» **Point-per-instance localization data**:
+---+
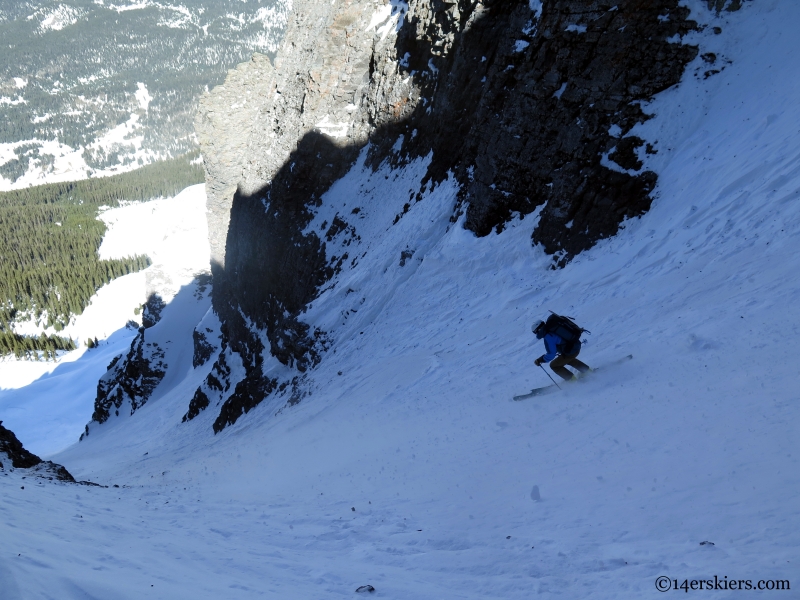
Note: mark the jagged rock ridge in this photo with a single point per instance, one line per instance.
(19, 458)
(528, 103)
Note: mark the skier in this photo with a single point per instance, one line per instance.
(562, 343)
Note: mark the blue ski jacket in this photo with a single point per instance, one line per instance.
(551, 343)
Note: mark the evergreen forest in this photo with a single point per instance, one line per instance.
(49, 241)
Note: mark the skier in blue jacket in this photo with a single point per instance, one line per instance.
(559, 353)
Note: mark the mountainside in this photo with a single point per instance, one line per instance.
(91, 87)
(397, 458)
(523, 106)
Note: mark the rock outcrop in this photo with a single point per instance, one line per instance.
(527, 103)
(130, 378)
(12, 451)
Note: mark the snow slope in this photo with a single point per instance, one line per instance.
(48, 404)
(408, 467)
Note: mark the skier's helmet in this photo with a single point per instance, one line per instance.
(538, 329)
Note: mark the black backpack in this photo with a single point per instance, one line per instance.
(566, 329)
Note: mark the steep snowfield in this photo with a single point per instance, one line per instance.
(48, 404)
(414, 472)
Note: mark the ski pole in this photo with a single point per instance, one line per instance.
(551, 378)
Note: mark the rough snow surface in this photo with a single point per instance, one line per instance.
(409, 468)
(48, 404)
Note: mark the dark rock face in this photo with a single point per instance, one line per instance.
(151, 313)
(202, 348)
(133, 377)
(527, 108)
(20, 458)
(530, 124)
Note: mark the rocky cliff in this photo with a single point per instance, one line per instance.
(528, 104)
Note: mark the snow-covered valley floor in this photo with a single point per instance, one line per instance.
(413, 470)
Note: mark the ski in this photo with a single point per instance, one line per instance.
(551, 389)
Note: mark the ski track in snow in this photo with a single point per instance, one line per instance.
(694, 440)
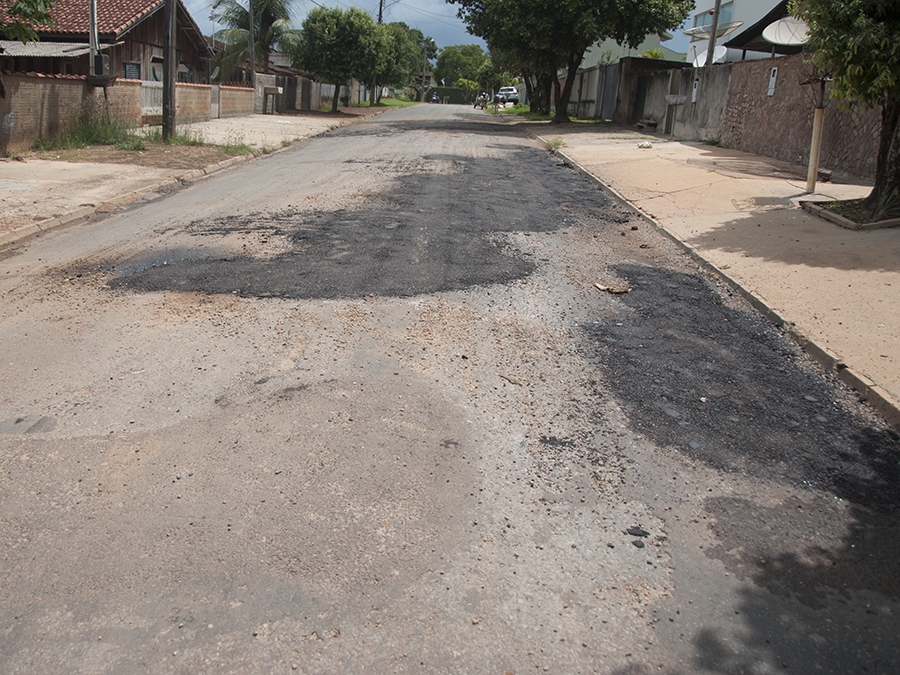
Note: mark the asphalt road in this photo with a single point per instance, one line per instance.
(415, 396)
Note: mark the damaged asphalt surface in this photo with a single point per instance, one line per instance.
(360, 406)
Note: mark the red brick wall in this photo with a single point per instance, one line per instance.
(191, 102)
(235, 101)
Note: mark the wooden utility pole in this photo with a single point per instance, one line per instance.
(252, 57)
(372, 96)
(169, 70)
(713, 29)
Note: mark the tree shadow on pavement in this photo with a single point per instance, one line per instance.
(819, 571)
(775, 232)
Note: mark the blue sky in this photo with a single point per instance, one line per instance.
(433, 17)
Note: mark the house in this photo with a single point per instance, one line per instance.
(738, 32)
(131, 40)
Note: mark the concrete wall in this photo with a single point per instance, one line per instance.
(192, 102)
(733, 107)
(235, 101)
(38, 106)
(43, 106)
(780, 125)
(700, 117)
(124, 101)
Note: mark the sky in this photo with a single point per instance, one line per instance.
(434, 18)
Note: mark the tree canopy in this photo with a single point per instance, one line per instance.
(272, 28)
(400, 59)
(337, 45)
(857, 42)
(459, 61)
(545, 36)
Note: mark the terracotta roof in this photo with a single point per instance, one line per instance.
(113, 16)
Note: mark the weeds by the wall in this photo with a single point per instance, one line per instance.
(94, 127)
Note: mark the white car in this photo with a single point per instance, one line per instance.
(511, 94)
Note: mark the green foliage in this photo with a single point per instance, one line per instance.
(23, 15)
(272, 28)
(337, 45)
(543, 37)
(857, 42)
(93, 127)
(458, 61)
(400, 56)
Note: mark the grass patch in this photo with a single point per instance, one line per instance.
(235, 149)
(555, 144)
(860, 211)
(93, 127)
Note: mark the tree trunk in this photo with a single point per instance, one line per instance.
(562, 97)
(886, 192)
(529, 91)
(546, 81)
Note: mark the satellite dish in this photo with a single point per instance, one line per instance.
(719, 54)
(788, 31)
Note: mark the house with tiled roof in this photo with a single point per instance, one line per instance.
(131, 40)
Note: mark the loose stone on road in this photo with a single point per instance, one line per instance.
(361, 406)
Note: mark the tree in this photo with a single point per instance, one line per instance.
(336, 45)
(400, 60)
(556, 33)
(857, 42)
(458, 61)
(18, 20)
(272, 28)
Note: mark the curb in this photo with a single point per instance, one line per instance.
(873, 393)
(127, 198)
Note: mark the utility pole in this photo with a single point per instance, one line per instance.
(169, 69)
(372, 95)
(424, 66)
(94, 38)
(713, 29)
(252, 38)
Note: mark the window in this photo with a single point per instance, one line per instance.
(131, 71)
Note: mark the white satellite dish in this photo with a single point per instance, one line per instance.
(788, 31)
(719, 54)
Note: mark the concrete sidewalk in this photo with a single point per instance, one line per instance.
(836, 290)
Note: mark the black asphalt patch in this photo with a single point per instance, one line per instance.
(433, 232)
(727, 388)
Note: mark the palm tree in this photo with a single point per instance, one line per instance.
(272, 27)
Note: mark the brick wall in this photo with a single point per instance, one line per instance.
(124, 100)
(235, 101)
(780, 125)
(191, 102)
(38, 106)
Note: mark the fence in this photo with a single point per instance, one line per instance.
(42, 106)
(734, 105)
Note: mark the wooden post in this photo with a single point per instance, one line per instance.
(252, 58)
(815, 148)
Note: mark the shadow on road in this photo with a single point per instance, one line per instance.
(820, 575)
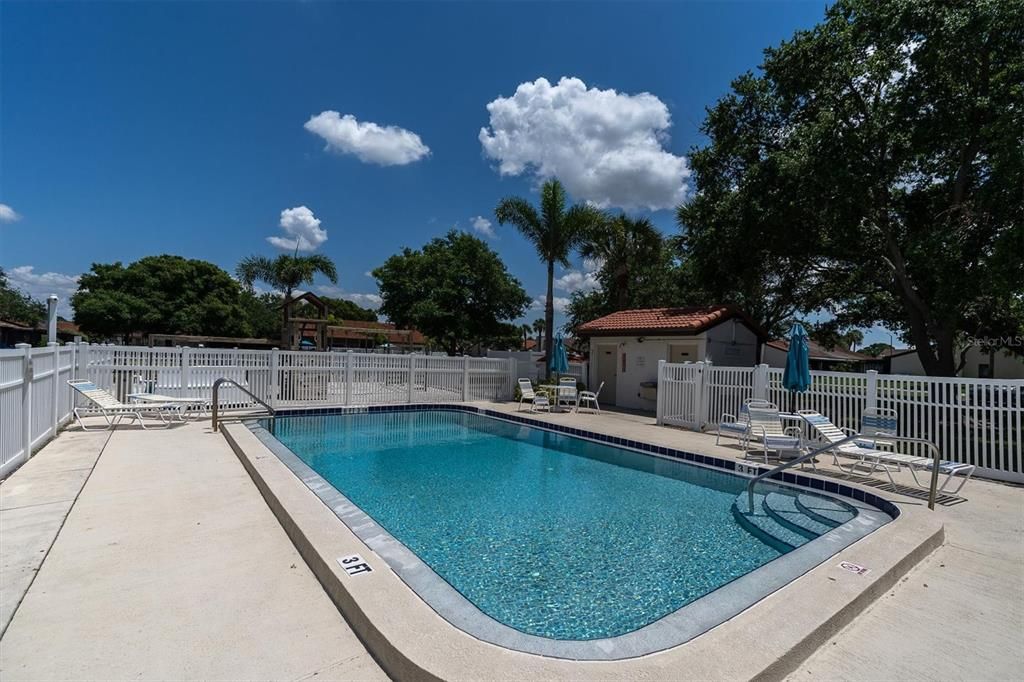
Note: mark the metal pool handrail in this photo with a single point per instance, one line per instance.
(216, 391)
(803, 458)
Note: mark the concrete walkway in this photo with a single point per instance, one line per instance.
(170, 565)
(34, 504)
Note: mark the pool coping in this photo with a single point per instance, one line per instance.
(673, 629)
(410, 639)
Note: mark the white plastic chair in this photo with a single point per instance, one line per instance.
(567, 390)
(538, 399)
(589, 396)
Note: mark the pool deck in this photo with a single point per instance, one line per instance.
(153, 555)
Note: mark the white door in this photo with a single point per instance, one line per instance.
(607, 370)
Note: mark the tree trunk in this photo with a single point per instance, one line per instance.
(549, 315)
(286, 337)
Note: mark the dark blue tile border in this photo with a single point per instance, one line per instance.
(792, 477)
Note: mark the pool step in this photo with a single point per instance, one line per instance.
(786, 521)
(825, 510)
(764, 526)
(783, 509)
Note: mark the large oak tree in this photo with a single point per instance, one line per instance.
(873, 168)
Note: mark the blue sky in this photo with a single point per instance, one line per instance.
(129, 129)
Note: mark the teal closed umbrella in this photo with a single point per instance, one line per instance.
(558, 361)
(797, 377)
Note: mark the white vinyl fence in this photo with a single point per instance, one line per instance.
(538, 371)
(35, 399)
(977, 421)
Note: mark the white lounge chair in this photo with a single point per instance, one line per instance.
(538, 399)
(567, 390)
(113, 410)
(589, 396)
(883, 459)
(760, 423)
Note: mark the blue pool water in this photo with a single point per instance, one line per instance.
(550, 535)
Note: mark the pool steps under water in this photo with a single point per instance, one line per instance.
(786, 521)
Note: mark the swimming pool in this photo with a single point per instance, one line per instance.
(555, 537)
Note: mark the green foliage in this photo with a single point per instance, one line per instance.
(638, 270)
(286, 273)
(876, 349)
(554, 231)
(160, 294)
(455, 290)
(873, 169)
(17, 306)
(263, 313)
(340, 308)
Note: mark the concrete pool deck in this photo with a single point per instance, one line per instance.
(169, 565)
(114, 611)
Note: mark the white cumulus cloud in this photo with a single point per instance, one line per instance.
(482, 225)
(559, 303)
(606, 146)
(366, 300)
(303, 229)
(385, 145)
(40, 285)
(7, 214)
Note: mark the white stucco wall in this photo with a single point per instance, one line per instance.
(642, 358)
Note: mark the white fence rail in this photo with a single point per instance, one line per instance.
(35, 398)
(977, 421)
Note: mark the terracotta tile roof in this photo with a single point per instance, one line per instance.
(817, 351)
(688, 320)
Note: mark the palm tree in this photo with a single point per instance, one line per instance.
(539, 327)
(286, 273)
(554, 232)
(623, 245)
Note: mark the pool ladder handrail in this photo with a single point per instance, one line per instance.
(932, 493)
(216, 407)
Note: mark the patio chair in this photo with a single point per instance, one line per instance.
(567, 390)
(589, 396)
(109, 407)
(538, 399)
(883, 459)
(876, 424)
(767, 430)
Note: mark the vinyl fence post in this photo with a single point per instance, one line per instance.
(513, 370)
(698, 408)
(761, 382)
(349, 359)
(412, 376)
(185, 372)
(273, 378)
(27, 375)
(871, 390)
(660, 393)
(55, 394)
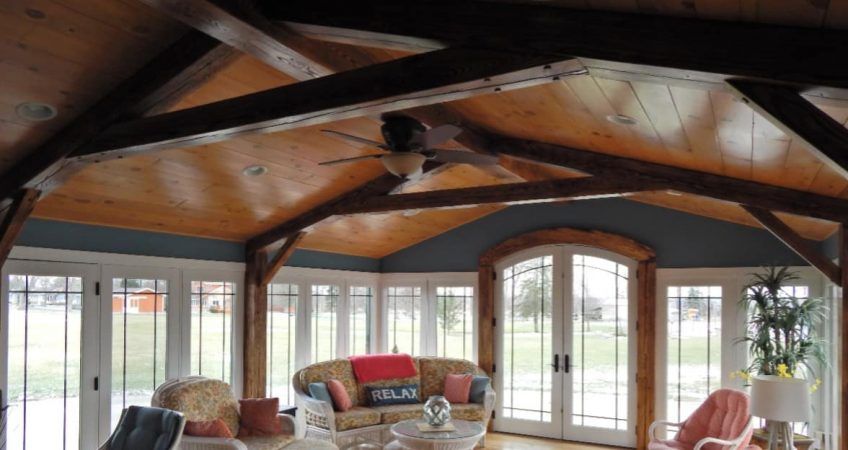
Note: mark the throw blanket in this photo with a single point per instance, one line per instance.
(368, 368)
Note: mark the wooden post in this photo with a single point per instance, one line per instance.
(255, 323)
(843, 264)
(646, 349)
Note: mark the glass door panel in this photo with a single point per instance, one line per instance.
(138, 310)
(597, 366)
(51, 338)
(527, 378)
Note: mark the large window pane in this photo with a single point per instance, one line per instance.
(600, 343)
(361, 299)
(45, 318)
(404, 319)
(282, 309)
(694, 347)
(455, 322)
(527, 298)
(325, 300)
(211, 328)
(138, 341)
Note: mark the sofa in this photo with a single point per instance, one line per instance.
(202, 399)
(366, 424)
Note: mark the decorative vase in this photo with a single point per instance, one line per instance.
(437, 410)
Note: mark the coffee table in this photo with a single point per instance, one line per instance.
(408, 437)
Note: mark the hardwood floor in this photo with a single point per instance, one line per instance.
(503, 441)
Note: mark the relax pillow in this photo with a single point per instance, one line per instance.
(258, 417)
(395, 395)
(341, 399)
(457, 387)
(319, 391)
(478, 389)
(207, 428)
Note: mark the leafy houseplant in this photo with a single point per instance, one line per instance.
(781, 336)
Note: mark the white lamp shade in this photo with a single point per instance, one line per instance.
(780, 399)
(403, 164)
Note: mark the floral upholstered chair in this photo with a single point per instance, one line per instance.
(204, 399)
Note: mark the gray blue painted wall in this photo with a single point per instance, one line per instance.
(75, 236)
(679, 239)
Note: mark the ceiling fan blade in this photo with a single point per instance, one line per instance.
(347, 160)
(357, 139)
(463, 157)
(436, 136)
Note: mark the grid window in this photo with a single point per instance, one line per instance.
(45, 329)
(361, 299)
(211, 328)
(139, 341)
(455, 322)
(600, 385)
(282, 330)
(325, 301)
(694, 347)
(404, 319)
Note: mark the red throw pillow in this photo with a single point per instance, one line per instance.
(208, 428)
(457, 387)
(341, 400)
(259, 417)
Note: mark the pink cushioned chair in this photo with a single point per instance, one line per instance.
(722, 422)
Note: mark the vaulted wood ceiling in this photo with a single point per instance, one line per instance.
(70, 52)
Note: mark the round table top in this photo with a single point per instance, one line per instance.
(463, 430)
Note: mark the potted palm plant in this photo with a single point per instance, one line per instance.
(783, 345)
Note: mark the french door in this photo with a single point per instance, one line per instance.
(50, 331)
(565, 347)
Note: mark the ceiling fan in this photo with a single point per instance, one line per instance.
(409, 143)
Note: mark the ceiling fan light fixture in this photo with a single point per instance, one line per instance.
(403, 164)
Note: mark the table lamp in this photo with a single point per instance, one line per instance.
(781, 401)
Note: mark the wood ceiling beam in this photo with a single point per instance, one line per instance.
(13, 221)
(573, 188)
(238, 24)
(417, 80)
(282, 256)
(798, 244)
(379, 186)
(161, 82)
(786, 109)
(691, 48)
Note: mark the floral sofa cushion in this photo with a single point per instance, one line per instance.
(434, 370)
(199, 399)
(338, 369)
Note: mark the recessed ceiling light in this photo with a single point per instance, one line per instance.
(35, 111)
(254, 170)
(621, 119)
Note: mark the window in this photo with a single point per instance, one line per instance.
(211, 328)
(282, 319)
(455, 322)
(360, 300)
(694, 347)
(45, 352)
(139, 341)
(404, 319)
(325, 301)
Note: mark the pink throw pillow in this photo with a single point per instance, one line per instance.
(208, 428)
(341, 400)
(258, 417)
(457, 387)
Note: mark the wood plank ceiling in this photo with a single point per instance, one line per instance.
(69, 52)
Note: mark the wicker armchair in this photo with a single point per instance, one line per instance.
(364, 424)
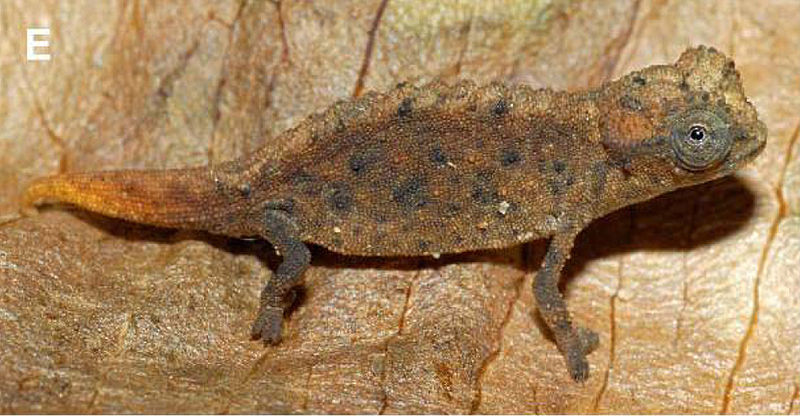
+---+
» **Instructions to follow**:
When you come to the line containing "Note: mark the wicker" in the records above, repeat that line and all lines after it exactly, but not the pictures.

» **Response to this task**:
Note: mark the wicker armchair in this photo with a single point per instance, one line per instance.
(364, 424)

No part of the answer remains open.